◆ Work instructions ◆
Rewrite the lines below as a Markdown table with the columns Row and Line, numbering each row and skipping blank lines. Leave the pictures out of your answer.

[Entries from a dataset]
==============================

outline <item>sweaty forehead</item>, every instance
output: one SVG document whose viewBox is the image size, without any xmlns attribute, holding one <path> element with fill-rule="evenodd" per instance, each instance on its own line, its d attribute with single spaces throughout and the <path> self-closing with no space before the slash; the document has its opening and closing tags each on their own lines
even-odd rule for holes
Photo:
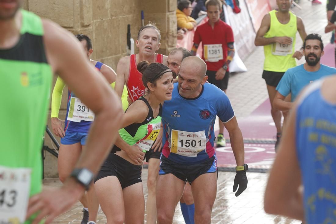
<svg viewBox="0 0 336 224">
<path fill-rule="evenodd" d="M 144 36 L 148 36 L 151 37 L 154 37 L 158 38 L 159 33 L 155 28 L 149 28 L 142 31 L 140 33 L 140 37 Z"/>
</svg>

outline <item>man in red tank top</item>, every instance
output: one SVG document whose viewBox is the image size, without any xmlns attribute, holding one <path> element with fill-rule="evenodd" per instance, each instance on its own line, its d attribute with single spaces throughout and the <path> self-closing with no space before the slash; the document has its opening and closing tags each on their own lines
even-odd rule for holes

==============================

◆ Answer for the task ◆
| Row | Line |
|---|---|
| 1 | outline <item>sweaty forehead</item>, every instance |
| 2 | output: one SVG document whose viewBox is the image size, without any xmlns attribute, holding one <path> element with fill-rule="evenodd" per instance, each instance on its own line, its d attribute with single spaces throughout and the <path> self-closing with no space before the slash; the document has its opening and closing tags each on their own lines |
| 3 | even-odd rule for holes |
| 4 | Photo: |
| 5 | <svg viewBox="0 0 336 224"> |
| 6 | <path fill-rule="evenodd" d="M 144 36 L 148 36 L 151 37 L 154 37 L 158 38 L 159 33 L 155 28 L 149 28 L 142 31 L 140 33 L 140 37 Z"/> |
| 7 | </svg> |
| 8 | outline <item>man in red tank top</item>, every instance |
| 9 | output: one SVG document whose viewBox is the image size, without any xmlns attribute, holding one <path> element with fill-rule="evenodd" per instance, each instance on its own line, its d attribute with single spaces throughout and the <path> self-closing with no space before the slash; the document has its opening and closing tags each on their own lines |
| 10 | even-odd rule for holes |